Text segment
┌──

Both schools can expect to be home when the playoffs begin next weekend. Cranford entered as the fourth-seed in North Group 3 and can expect a big bump from this victory. North Brunswick, which began the evening as the top seed in South Jersey Group 5, should begin its playoff hunt with a home game as well.

Key play

North Brunswick trailed, 20-7, and had a second-and-goal at the Cranford 8 for the final play of the first half. A touchdown would have reduced the margin and possibly, altered the momentum. Cranford linebacker Ryan Carracino burst through the line and sacked Garbolino for a loss. With Cranford due to receive the second-half kickoff, the play loomed large.

“With three seconds left on the clock what else are you going to do, what else do you want,”Carracino said. “They’re in the red zone, we had to make a big play there.”

By the numbers

Cranford relied on the troika of Godwin, Kanterman and Ryan Lynskey to run 53 times for 236 yards and keep the ball away from North Brunswick. The Raiders rushed 11 times for net minus-6 yards.

Cranford did not attempt a pass after the break, running on all 30 of its second-half plays.

North Brunswick was penalized seven times for 65 yards while Cranford was a flagged twice for 20 yards.

Game balls

Have to start with Godwin, who handled the ball 33 times (25 runs, eight first-half passes) without turning the ball over.

Carracino had the big sack at the end of the first half, recovered a fumble, and made four of five extra points, the fifth being blocked.

Garbolino completed 15 of 24 passes for 253 yards and ran for two touchdowns.

└──

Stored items
┌──

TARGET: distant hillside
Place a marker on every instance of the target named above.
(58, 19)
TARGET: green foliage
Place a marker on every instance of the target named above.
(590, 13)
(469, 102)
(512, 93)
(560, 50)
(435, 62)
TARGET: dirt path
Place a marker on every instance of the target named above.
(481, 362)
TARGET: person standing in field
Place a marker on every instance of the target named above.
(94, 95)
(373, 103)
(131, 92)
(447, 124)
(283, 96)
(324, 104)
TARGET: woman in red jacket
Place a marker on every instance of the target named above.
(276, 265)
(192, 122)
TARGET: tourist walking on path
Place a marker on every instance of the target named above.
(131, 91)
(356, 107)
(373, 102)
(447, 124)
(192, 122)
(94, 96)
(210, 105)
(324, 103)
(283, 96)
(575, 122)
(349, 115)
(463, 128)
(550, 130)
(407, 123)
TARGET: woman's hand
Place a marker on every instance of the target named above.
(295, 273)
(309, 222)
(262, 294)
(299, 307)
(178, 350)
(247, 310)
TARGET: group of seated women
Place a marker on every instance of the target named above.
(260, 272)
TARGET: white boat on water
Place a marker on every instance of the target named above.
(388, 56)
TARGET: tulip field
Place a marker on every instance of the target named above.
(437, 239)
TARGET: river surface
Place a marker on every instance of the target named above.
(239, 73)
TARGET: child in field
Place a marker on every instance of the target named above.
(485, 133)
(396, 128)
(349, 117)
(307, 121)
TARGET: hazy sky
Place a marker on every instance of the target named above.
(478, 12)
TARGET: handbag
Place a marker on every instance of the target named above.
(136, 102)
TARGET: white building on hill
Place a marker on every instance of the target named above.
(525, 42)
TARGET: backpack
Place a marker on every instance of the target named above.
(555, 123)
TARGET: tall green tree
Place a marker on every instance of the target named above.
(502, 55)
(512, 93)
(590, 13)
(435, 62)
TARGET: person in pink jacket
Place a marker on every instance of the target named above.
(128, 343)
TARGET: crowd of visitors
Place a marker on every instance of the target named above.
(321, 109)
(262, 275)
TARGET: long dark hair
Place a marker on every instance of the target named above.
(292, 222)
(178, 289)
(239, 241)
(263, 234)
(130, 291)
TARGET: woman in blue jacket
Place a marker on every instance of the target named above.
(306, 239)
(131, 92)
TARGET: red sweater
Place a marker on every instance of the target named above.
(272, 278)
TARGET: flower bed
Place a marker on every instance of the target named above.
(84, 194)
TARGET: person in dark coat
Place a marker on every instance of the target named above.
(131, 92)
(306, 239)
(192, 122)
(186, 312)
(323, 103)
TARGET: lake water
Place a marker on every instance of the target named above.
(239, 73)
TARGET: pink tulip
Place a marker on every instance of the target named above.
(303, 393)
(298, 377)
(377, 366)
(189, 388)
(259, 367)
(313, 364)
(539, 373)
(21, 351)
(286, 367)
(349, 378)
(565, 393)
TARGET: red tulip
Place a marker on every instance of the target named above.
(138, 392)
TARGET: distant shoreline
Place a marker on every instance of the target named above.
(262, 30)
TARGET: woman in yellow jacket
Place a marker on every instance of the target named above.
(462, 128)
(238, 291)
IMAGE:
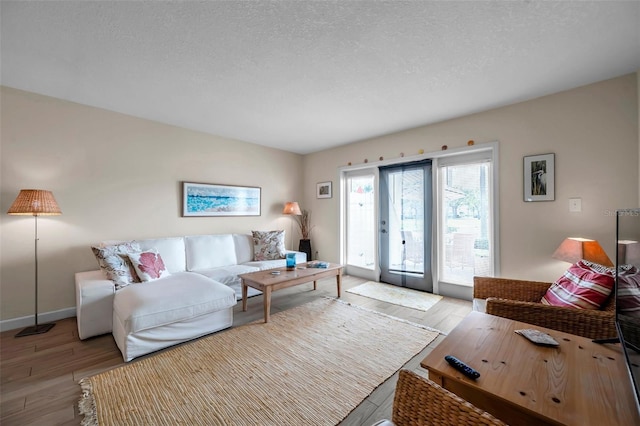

└──

Parts of the exercise
1) Rewrite the paragraph of the football game recap that begins "North Brunswick trailed, 20-7," as a short bulleted list that keeps its main facts.
2) Extend the recap of the Cranford–North Brunswick football game past its last sentence.

Answers to each task
1)
- North Brunswick trailed Cranford 20-7 and had second-and-goal at the Cranford 8 on the last play of the first half.
- A touchdown could have cut the lead and possibly shifted the momentum.
- Cranford linebacker Ryan Carracino broke through the line and sacked Garbolino for a loss.
- Because Cranford was set to receive the second-half kickoff, the play was especially important.

2)
North Brunswick’s Debah Conteh caught seven passes for 87 yards and Zaharia Dawud had four catches for 116 yards.

They said it

“We have three running backs and when you have three people that can run the ball you can set the tempo of the game, you can control the clock and just keep running and running and running,” Goodwin explained. “A big game plan for us was keeping their offense off the field. When you do that, they can’t score if they’re not on the field.”

“We try to run all three of those guys, but we can throw the ball, also,” Cranford coach Erik Rosenmeier said. “We’ve been playing very good defense this year, especially the last three weeks (all shutout victories) and I told them this was an excellent, excellent offense. The kids rose to the challenge. I’m not going to lie, they kept us up late trying to scheme for them.”

“Two years they did it to us and they did it to us again,” North Brunswick coach Michael Cipot said. “There made more plays than us, that’s just what it is. Whatever happened in the first seven games didn’t happen tonight.”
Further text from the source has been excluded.